What the task asks:
Please gather every line in the items below that contains the string "resolution", matching case exactly, and copy each one out in full.

Data for this exercise:

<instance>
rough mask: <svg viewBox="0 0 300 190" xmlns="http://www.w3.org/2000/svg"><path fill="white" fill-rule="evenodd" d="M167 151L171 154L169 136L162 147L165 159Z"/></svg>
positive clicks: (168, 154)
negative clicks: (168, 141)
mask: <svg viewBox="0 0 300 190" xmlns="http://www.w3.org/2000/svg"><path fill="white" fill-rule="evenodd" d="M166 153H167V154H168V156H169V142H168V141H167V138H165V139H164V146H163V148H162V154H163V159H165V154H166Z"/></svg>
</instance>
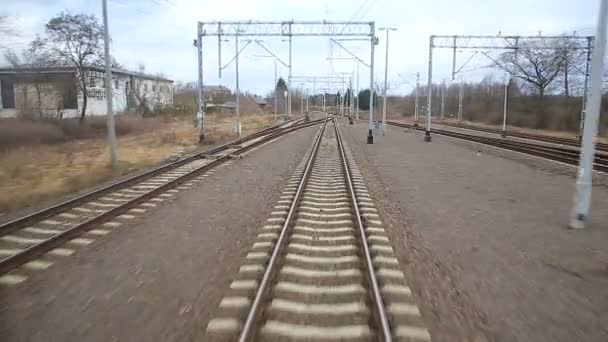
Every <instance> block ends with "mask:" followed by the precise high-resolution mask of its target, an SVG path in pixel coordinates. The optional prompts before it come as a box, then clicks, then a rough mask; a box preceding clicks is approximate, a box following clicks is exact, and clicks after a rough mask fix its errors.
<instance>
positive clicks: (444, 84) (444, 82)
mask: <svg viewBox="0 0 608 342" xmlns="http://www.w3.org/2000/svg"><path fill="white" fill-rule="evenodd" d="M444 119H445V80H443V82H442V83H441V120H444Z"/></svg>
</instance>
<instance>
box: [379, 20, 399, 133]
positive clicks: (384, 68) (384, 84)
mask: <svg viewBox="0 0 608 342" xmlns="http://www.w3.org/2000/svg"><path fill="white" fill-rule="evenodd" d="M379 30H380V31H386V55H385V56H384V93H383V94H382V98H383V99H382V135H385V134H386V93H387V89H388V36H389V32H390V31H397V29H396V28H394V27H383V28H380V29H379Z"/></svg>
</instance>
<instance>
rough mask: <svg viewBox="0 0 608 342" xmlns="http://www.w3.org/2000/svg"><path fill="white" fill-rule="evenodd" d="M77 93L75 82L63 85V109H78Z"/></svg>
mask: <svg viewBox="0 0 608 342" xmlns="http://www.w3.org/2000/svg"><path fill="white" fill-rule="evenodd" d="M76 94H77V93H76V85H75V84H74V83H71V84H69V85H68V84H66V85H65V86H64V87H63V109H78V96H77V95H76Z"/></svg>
* * *
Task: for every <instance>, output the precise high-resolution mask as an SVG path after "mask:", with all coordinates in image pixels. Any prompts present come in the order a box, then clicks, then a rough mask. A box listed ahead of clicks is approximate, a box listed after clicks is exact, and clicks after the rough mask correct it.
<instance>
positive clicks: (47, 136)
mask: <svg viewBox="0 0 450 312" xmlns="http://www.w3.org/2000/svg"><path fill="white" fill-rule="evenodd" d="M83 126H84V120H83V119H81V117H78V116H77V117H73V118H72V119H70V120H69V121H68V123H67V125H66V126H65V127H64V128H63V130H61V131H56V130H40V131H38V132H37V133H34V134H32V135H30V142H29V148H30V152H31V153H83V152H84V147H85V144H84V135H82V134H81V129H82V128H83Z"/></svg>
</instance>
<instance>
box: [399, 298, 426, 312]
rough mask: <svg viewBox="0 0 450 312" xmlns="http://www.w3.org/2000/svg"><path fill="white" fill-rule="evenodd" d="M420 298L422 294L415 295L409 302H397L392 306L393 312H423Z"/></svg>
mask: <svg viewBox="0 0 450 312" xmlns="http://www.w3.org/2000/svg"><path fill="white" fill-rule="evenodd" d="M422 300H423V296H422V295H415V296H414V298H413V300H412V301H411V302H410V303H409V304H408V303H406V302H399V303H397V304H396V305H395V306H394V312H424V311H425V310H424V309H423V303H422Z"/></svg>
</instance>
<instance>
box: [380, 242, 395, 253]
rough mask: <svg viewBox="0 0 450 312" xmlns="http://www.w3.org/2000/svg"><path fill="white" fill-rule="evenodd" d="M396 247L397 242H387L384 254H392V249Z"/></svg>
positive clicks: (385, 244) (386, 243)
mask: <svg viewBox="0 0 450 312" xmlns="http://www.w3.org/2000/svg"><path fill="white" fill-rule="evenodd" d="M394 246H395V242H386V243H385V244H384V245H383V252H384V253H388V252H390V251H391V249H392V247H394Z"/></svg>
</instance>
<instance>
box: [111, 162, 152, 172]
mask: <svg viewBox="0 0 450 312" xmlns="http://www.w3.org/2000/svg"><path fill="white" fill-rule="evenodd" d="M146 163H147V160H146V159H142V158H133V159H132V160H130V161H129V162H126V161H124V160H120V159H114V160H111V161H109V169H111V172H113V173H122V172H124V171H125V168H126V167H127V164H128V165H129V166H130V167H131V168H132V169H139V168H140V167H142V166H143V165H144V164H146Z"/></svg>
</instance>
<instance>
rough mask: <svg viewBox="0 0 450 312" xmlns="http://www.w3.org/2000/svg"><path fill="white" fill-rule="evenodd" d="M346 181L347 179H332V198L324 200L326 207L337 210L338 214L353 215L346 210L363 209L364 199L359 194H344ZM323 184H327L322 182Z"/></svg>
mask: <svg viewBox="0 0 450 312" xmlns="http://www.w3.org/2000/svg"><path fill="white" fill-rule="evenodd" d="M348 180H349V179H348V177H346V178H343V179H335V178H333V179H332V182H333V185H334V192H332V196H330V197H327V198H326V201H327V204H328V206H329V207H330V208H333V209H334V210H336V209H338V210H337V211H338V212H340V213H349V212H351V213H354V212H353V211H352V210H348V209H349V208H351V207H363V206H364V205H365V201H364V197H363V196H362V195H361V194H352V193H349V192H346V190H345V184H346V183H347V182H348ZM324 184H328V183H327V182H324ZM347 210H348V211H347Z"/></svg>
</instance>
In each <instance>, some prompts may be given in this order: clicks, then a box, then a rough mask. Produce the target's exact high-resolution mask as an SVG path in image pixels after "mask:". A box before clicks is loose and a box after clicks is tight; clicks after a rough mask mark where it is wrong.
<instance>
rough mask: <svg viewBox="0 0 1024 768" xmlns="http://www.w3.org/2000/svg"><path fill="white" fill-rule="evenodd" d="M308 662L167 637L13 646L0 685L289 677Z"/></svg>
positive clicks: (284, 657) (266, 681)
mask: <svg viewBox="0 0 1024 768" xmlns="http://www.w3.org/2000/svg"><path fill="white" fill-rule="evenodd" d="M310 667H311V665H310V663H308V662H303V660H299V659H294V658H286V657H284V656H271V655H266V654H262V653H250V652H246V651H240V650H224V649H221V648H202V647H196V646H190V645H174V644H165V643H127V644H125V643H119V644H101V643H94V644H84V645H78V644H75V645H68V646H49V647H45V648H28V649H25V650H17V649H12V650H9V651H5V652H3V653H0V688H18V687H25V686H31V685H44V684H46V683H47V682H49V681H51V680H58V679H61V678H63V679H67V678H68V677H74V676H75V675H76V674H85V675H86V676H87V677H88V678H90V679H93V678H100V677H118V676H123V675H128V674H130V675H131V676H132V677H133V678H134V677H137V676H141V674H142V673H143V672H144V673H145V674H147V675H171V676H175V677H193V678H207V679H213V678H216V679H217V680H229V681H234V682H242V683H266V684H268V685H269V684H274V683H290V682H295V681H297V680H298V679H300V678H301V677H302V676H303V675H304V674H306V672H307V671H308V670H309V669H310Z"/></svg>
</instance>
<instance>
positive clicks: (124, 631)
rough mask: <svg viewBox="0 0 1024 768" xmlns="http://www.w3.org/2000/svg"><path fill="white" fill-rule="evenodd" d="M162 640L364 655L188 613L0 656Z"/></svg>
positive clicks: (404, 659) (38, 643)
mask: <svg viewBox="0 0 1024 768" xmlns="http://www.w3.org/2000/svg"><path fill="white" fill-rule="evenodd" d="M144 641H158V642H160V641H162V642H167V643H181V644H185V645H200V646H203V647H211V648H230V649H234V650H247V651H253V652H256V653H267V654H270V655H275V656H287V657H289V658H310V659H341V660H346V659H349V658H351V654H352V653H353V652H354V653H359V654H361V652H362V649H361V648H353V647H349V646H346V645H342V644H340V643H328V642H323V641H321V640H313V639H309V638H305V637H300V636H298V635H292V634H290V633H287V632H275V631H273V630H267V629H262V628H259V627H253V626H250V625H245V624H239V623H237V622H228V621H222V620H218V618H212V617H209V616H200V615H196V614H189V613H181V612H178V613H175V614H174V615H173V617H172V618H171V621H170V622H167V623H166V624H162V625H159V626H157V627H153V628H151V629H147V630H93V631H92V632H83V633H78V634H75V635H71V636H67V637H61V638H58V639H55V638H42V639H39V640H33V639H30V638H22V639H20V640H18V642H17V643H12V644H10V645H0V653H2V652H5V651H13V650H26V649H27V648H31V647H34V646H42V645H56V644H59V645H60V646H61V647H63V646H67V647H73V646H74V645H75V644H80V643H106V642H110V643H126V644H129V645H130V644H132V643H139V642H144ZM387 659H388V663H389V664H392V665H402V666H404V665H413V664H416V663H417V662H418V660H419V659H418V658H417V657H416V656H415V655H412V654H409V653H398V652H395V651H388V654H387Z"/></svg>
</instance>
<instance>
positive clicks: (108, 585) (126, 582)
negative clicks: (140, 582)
==
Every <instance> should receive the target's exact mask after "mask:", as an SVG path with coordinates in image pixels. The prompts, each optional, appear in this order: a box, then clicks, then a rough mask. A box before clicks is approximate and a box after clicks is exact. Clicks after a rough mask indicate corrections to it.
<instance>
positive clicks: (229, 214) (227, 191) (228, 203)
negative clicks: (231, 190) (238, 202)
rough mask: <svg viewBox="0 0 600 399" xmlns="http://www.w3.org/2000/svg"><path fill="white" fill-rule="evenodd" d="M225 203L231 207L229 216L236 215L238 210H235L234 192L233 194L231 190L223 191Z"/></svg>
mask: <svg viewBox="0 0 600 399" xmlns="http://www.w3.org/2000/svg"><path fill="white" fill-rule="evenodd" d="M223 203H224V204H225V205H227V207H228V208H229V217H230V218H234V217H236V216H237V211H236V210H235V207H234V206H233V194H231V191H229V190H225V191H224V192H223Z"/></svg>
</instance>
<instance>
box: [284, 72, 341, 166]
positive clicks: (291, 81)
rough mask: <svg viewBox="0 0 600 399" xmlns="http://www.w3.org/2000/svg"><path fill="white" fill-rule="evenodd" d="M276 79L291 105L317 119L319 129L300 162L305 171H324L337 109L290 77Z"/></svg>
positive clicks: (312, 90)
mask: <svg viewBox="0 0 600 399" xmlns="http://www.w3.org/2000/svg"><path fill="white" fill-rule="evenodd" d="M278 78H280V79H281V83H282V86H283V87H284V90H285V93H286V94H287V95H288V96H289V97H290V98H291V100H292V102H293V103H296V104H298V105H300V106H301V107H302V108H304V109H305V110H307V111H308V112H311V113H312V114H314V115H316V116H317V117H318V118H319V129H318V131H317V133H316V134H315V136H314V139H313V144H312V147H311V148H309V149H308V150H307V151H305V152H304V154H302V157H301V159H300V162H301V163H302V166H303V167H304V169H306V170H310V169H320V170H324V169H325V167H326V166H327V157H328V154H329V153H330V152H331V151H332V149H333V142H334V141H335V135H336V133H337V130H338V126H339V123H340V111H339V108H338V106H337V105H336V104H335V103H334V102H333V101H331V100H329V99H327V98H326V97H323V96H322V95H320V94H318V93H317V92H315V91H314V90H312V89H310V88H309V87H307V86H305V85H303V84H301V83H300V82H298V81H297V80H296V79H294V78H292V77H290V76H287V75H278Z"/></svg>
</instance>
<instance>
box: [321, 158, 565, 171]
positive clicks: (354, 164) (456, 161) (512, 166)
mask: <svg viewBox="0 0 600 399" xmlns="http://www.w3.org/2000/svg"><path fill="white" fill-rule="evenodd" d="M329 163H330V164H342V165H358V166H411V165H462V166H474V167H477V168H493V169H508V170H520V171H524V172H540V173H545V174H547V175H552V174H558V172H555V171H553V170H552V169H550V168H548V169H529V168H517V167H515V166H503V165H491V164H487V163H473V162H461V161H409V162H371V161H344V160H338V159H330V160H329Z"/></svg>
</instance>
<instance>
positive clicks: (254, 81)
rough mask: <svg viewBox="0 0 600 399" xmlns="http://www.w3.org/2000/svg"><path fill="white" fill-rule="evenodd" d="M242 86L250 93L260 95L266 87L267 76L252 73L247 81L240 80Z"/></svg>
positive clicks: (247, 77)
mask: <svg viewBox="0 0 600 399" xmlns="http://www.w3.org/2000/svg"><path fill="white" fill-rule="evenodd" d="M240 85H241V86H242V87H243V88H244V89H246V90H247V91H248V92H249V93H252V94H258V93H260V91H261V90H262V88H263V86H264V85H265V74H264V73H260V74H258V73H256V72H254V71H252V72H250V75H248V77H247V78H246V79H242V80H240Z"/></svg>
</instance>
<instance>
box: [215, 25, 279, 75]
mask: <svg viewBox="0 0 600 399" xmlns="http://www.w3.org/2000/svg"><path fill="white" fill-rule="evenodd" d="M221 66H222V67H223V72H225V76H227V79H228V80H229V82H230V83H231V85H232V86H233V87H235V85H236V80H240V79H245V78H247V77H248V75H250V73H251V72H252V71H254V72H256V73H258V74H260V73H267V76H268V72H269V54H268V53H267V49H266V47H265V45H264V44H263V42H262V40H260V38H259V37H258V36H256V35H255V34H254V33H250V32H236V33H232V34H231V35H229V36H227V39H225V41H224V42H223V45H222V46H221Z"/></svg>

Exercise result:
Every <instance> block ends with "mask:" followed by the precise high-resolution mask of its target, an SVG path in pixel coordinates. The optional prompts before it come as a box, then clicks, then a rough mask; a box preceding clicks is approximate, a box following clicks is exact, and clicks after a rough mask fix its errors.
Task: for every <instance>, output the precise high-resolution mask as an SVG path after "mask:", with all coordinates in image pixels. Any prompts present come in the order a box, then clicks, then a rough mask. A box listed ahead of clicks is approximate, a box listed after clicks is exact, and clicks after the rough mask correct it.
In each <instance>, some prompts may be given in this order: clicks, then a box, then a rough mask. Produce the target's exact high-resolution mask as an SVG path in image pixels after "mask:". A box before clicks is loose and a box after clicks is tight; clicks after a rough mask mark where it is wrong.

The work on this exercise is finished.